▶ [Goals]:
1. Extract from the forum discussion the part that opens with the words containing "HoH--True Lineages, and" and closes with "system for AM5.", copying it verbatim.
2. Name the book titles that start each of the last four lines of the forum discussion, beginning with "Mysteries Revised".

▶ [Extracted text]:
I these kind of polls where you can only dot one where you would have dotted 6 options! :imp:

All the 5ths are worth their bucks. I'd probably go for HoH:MC and TRME first (and they are a kind of a package), and from there I'd go on in the direction your are most interested in.

Damn, that was exactly what I was thinking. Better hide the next bank statement from my wife then.

This forum looks like it uses exactly the same engine as the Hero games forum, which does allow for multi-choice polls. Something else for the Atlas Games to do list :smiley:

HoH--True Lineages, and Mystery Cults...

They both expand the Mages, and make things MUCH more interesting for them...

Mysteries Revised
Guardians of the Forest--Unless you want to play in the Rhine..then you would need to bump this up above the Infernal book.
The Divine
City and Guilds..Makes a really good stab at a monetary system for AM5.

▶ [Data provided]:

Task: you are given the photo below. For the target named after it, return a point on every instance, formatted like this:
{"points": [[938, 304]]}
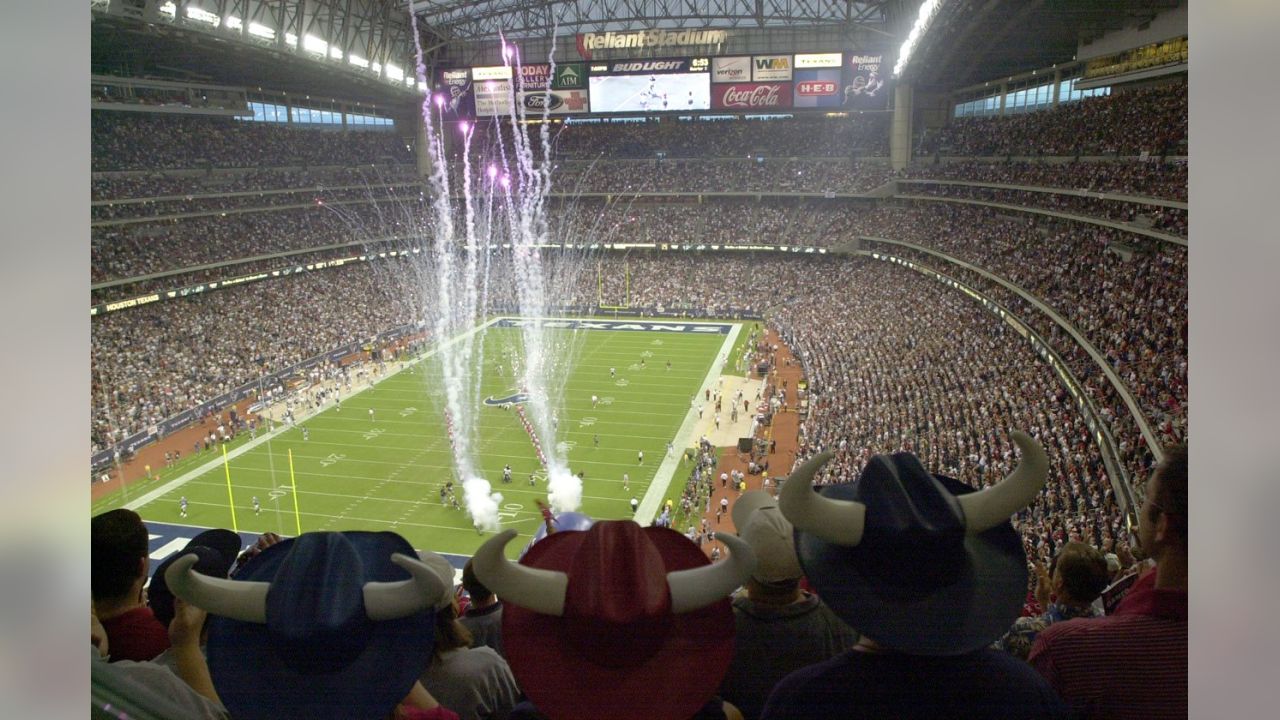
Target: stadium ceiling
{"points": [[453, 21], [974, 41], [215, 41]]}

▶ [Expected results]:
1.
HoH--True Lineages, and Mystery Cults...

They both expand the Mages, and make things MUCH more interesting for them...

Mysteries Revised
Guardians of the Forest--Unless you want to play in the Rhine..then you would need to bump this up above the Infernal book.
The Divine
City and Guilds..Makes a really good stab at a monetary system for AM5.

2.
- Mysteries Revised
- Guardians of the Forest
- The Divine
- City and Guilds